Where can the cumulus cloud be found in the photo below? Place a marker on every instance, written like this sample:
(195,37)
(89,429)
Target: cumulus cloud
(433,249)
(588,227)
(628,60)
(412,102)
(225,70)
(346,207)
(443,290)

# [Stated goal]
Arrange the lines above into a Markdown table with the columns "No." and "Line." Give each line its row number, and skip any blank lines.

# [Task solution]
| No. | Line |
|---|---|
| 1 | Where can the cumulus cloud be found in the photo below? Place a marker on every instance, written like this sample: |
| 2 | (195,37) |
| 3 | (89,429) |
| 4 | Target: cumulus cloud |
| 5 | (433,249) |
| 6 | (588,227) |
| 7 | (628,60) |
| 8 | (412,102) |
| 9 | (225,70) |
| 10 | (346,207) |
| 11 | (443,290) |